What you should do
Write the next part of the essay criticizing the education system, picking up after its final sentence.

Why I have no respect for our education system

We are overdue for the school of the future

YES
8 min readJun 22, 2021

The answer is simple: Because it is an inefficient service that produces substandard results and has tons of very negative side effects for society.

Let’s think about education as if it was a commercial service. Being a tax paying citizen who is a customer of the government that provides us with the education system, I have to ask myself:

What do I expect from the education system in order to become a happy customer?

I am expecting it to produce mature citizens who acquired the knowledge they need to become useful members of society. This comes with a few preceding requirements:

  • They should know how to live a fulfilling life.
  • They have to understand society and the world to a degree that they are able to lead independant lives.
  • Based on that they should be able to figure out where they can make the most meaningful and appropriate contribution to society, for example by contributing to a solution for a problem that other people have.

Instead what do we get?

Young adults that spend around 14,000 hours (12 years * 39 weeks * 30 hours) at school. Most of them have no idea what to do after graduation, since they don’t know what they want and what kind of jobs are out there. They downloaded tons of mostly useless information into their brains and forgot most of it already. Let me list some of the precious knowledge (*sarcasm*) that I acquired in school in order to illustrate how nuts this system is:

  • What segments does an earthworm have?
  • How do I spot an epiphora in a poem?
  • How do I translate a text from latin into german?

The german philosopher Richard David Precht lists a few more examples in this speach about the failures of the german education system (Sorry it’s in german).

The justification for this madness is usually that it is important to gain an overview and universal education about the most important fields. To that I have two things to say:

  • We don’t receive an overview but rather a lot of detailed knowledge: An overview would mean that we are able to situate a fact within a broader context. But by being overwhelmed with absorbing all that detailed stuff there is mostly no time for stepping back and asking for the broader context.
  • Knowledge that I have forgotten again is no knowledge. It means that I can’t use that knowledge for anything. Whenever I want to do something with it, I have to re-learn it first. So why not just learn it, when I really need it?

Stored data
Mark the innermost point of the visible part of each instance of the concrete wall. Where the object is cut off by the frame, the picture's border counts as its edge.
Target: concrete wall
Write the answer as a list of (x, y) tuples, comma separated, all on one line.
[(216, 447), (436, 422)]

Output of the task
Even if education were successful at these things, the burning question remains:

Is it really the most efficient way to ground children for 14,000 hours in order to get to: “I have heared of that before, but I don’t really remember.” ?

Seeing this status quo, we at best partially fulfill the second of my initial requirements towards the education system. If that were the outcome of an actual commercial service, I would demand a refund and look for a better solution.

Side Effects

Unfortunately our education system is not only failing to deliver some key requirements but also comes with negative side effects. I personally was a “good student”. I had good grades and caused no trouble. Yet coming out of school I thought the world is a narrow space with limited, unattractive options and most knowledge was either too hard for me to ever understand or not even existant. My curiosity was dead. Drained in psychological pressure to satisfy the expectations of my teachers by pretending to be interested in something, that I perceived as an annoying chore. My self-image was affirmed as someone who is able to achieve reasonable results with a lot of effort. But mostly I “knew” my limits and how to cheat my way around them. What a limited state of mind! Luckily I was able to overwrite that later on by leaving the education system for several years and pursuing other challenges, before I reentered it through university.

I find the thought troubeling to send my children to an institution that can have such negative effects on their development.

So how should education be instead?

The utopia of education

Learning needs to start with motivation

Psychology tought us, that in order to learn something, we need to form an emotional connection to that knowledge. The easiest way to achieve that is by being interested in the subject matter.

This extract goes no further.